## Short task
Pull out every line in the material that contains the string "wheel" and copy each one unchanged.

-------- Entries --------

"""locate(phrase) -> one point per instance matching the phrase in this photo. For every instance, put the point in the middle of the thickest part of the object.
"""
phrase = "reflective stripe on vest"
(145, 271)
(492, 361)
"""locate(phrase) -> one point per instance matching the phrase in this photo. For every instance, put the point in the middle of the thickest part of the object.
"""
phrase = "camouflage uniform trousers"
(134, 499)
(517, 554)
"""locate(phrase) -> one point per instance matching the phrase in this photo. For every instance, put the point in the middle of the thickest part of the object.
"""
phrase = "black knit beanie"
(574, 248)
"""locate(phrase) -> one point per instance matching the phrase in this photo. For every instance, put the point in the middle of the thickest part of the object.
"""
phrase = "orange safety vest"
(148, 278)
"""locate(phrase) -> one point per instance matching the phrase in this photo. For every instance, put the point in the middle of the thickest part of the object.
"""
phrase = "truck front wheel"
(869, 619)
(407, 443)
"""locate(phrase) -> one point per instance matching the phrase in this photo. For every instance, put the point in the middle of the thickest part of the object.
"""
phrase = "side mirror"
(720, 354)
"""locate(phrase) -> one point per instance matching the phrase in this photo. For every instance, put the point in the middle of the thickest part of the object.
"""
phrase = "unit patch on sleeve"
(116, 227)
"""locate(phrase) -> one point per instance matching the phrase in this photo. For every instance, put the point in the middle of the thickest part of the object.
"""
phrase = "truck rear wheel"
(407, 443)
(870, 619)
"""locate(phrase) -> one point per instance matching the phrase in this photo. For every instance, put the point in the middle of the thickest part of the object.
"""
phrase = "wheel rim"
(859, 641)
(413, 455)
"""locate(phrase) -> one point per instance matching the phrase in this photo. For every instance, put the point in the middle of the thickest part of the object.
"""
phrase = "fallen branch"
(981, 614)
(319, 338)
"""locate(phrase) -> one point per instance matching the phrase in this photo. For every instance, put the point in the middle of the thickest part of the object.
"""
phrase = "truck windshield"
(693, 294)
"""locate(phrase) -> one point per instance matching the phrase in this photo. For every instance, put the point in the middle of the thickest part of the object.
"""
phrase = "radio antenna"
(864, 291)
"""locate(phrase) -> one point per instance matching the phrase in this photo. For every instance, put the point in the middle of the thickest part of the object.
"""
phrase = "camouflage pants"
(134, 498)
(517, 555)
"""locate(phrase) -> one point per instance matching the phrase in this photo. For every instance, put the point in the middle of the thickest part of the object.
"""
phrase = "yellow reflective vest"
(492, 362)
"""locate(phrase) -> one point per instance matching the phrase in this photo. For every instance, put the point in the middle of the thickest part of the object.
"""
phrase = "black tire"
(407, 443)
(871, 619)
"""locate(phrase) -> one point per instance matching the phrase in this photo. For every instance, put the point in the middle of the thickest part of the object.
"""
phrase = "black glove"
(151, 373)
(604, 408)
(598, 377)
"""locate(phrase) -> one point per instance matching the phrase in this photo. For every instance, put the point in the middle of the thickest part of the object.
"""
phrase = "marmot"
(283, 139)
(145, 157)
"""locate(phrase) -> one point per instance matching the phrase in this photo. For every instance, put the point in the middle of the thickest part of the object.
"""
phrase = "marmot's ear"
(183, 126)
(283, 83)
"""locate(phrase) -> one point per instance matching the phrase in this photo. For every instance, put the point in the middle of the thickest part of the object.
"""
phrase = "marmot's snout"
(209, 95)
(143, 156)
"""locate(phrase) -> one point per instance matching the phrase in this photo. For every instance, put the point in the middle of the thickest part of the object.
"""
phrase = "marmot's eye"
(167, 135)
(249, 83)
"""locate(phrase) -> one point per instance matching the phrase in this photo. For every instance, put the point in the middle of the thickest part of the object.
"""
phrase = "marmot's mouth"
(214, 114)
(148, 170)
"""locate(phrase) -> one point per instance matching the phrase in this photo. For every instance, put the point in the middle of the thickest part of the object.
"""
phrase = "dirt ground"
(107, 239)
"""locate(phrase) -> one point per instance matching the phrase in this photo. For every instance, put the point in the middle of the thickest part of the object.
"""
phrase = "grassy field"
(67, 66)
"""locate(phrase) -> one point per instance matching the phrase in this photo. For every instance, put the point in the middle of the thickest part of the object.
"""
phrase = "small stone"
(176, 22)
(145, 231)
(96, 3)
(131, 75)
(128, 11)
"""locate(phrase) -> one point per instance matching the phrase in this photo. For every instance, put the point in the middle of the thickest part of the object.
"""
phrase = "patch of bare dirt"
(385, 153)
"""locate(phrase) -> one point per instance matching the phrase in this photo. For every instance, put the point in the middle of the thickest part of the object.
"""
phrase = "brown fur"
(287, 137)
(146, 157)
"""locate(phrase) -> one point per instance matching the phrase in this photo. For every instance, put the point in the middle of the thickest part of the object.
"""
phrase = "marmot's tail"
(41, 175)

--------

## Expected answer
phrase = "truck front wheel"
phrase = "truck rear wheel"
phrase = "wheel rim"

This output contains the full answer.